Last season when Gaborik first got to New York many of his goals to start the year were plays where he just seemed to be in the right place at the right time, the puck would just find him and so I called him a “vulture.”  There is absolutely nothing wrong with being that way and it takes a tremendous amount of skill and preparation to be in those positions and cash in on those opportunities.  On the flip side genuine stars are someone that has the ability to take over a game at any moment and can put a team on their back for stretches and will them to victories, players that show up and show out against the best competition and in the biggest games.  Stars whether they put points on the board in a specific game leave an imprint on virtually every game they play.

This year the numbers overall look good when you see 9 goals and 10 assists in 21 games, it would make you wonder why I am even asking this question at all.  Peel back the numbers to see that 10 of those 19 points came in 3 games and the numbers look a lot different at 3 goals and 6 assists in 18 games.  When you are a prolific goal scorer and he has been that over his career to have only scored in 5 of 21 games is worrisome.   There have been a number of reasons given/excuses made for Gaborik so far this year in terms of not having a number one center, that maybe he is hurt and playing through it, that it takes time to get going again after injury and all the rest.  All of them can have some validity, but the one that bothers me most is the crutch of not having a number one center.  The reason that one bothers me is he really has never had a star top center with him his whole career, with Demitra probably being the closest he has come.

Aim
Please transcribe the Gaborik passage above, starting at "Last season when" and ending at "game they play.". You won't need the listing.

Given data
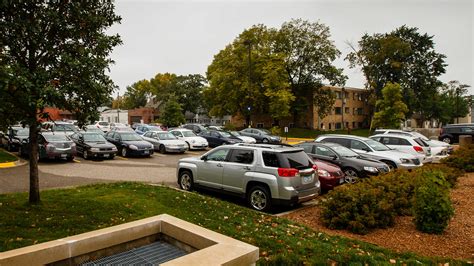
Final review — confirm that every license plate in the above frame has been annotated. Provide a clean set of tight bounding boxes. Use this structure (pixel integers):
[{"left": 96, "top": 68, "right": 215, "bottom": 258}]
[{"left": 301, "top": 175, "right": 313, "bottom": 184}]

Written response
Last season when Gaborik first got to New York many of his goals to start the year were plays where he just seemed to be in the right place at the right time, the puck would just find him and so I called him a “vulture.”  There is absolutely nothing wrong with being that way and it takes a tremendous amount of skill and preparation to be in those positions and cash in on those opportunities.  On the flip side genuine stars are someone that has the ability to take over a game at any moment and can put a team on their back for stretches and will them to victories, players that show up and show out against the best competition and in the biggest games.  Stars whether they put points on the board in a specific game leave an imprint on virtually every game they play.